- Work to complete
Copy the article on manganese in a Davis well word for word, from "On Feb. 5, a" to "the water supply.".

- Document section
Surface water project or no surface water project, Davis public works staff members have always assumed they would need to retrofit the city’s deep wells to step up treatment for manganese, a naturally occurring element that poses no health risks, but that can oxidize and turn plumbing fixtures black.
They just didn’t think they would have to do it this soon.
A string of emails between public works staffers and the City Council was forwarded to The Enterprise this week, detailing circumstances that resulted in the city shutting down one of its highest-producing deep water wells due to a recent dramatic spike in manganese levels.
On Feb. 5, a sample was pulled from Well 30 in West Davis showing levels of manganese at 2,400 parts per billion, far exceeding the 50 ppb maximum contaminant limit set by the state.
The city then took a second, separate sample on Feb. 22 that read 1,700 ppb, subsequently forcing the city to cut the well off from the water supply.
“Manganese is naturally occurring and considered a secondary constituent, not a primary health hazard,” explained Herb Niederberger, the city’s general manager of utilities, development and operations, in his email to City Manager Steve Pinkerton.
“Its impact on water quality is typically aesthetic as it rapidly oxidizes in the presence of chlorine and will stain plumbing fixtures a dark brown or black. … Because there is no treatment, this well is now off-line.”
With the mail-only election on the surface water project ending Tuesday — and with the campaign putting the city’s groundwater supply under much public scrutiny — The Enterprise questioned the city manager about the timing of the release of this information.
But Pinkerton said Wednesday there was no consideration of the water project when he forwarded the news to the City Council.

Saved entries
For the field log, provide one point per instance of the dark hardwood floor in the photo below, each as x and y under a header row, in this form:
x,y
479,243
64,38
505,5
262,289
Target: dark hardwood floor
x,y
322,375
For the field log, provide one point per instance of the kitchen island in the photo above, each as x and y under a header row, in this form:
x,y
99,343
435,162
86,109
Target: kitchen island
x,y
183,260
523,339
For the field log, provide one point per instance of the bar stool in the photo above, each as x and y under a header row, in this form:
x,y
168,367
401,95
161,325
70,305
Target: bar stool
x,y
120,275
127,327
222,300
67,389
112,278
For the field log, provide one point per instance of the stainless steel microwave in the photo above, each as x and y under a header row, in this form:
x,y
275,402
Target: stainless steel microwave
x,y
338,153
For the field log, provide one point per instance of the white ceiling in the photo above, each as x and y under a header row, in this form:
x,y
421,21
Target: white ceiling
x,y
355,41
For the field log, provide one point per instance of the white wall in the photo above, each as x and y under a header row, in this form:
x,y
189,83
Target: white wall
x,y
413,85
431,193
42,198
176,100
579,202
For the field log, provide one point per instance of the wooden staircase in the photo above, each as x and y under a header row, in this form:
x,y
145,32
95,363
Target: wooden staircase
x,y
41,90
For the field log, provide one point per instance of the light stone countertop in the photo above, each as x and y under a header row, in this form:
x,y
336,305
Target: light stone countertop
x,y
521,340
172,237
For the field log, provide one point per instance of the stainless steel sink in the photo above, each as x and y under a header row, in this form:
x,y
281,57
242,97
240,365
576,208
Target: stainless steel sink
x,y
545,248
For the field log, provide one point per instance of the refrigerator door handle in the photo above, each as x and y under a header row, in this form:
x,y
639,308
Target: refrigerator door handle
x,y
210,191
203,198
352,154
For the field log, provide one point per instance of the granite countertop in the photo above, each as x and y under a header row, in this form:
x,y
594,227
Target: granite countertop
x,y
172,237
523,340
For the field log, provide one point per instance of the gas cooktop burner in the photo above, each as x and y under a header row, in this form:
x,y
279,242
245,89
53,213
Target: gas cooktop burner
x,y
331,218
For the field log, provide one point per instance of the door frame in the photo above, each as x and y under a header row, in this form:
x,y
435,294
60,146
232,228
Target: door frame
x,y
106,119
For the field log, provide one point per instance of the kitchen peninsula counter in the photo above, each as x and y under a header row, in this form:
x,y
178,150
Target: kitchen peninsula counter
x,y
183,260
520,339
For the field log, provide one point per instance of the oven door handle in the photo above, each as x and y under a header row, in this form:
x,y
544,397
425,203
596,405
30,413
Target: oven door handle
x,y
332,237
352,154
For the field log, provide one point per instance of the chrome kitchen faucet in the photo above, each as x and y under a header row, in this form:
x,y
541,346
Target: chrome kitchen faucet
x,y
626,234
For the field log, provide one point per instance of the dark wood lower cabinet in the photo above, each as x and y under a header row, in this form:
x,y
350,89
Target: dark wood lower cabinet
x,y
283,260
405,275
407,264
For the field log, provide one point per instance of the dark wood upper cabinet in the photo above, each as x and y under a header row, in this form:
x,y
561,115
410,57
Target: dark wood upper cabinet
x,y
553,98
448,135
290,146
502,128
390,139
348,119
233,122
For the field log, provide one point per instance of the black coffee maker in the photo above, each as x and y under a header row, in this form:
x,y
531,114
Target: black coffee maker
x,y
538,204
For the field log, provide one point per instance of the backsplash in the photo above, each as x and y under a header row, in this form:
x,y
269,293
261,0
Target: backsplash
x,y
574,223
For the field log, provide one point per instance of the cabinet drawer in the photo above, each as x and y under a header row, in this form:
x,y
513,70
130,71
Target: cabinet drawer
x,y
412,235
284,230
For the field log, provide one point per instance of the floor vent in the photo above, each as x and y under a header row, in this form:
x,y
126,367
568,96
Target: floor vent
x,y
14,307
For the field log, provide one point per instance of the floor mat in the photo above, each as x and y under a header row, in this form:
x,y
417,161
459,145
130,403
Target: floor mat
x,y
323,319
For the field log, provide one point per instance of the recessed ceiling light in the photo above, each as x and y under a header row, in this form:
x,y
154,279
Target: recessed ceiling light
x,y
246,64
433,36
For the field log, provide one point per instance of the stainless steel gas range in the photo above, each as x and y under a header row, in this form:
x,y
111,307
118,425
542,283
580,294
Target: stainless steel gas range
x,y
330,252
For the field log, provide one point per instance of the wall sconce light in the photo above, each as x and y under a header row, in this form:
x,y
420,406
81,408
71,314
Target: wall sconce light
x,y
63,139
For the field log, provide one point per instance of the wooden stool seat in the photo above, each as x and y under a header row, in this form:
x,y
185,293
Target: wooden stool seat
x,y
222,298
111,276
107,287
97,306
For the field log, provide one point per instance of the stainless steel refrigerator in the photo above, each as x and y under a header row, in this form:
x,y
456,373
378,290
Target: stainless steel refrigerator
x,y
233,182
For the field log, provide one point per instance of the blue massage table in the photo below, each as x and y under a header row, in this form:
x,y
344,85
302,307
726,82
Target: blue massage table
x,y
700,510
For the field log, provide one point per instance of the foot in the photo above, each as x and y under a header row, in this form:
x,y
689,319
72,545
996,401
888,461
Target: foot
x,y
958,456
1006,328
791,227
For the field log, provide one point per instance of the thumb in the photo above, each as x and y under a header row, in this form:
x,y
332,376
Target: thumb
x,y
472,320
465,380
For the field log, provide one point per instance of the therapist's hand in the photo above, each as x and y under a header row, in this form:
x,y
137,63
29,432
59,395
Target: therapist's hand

- Right answer
On Feb. 5, a sample was pulled from Well 30 in West Davis showing levels of manganese at 2,400 parts per billion, far exceeding the 50 ppb maximum contaminant limit set by the state.
The city then took a second, separate sample on Feb. 22 that read 1,700 ppb, subsequently forcing the city to cut the well off from the water supply.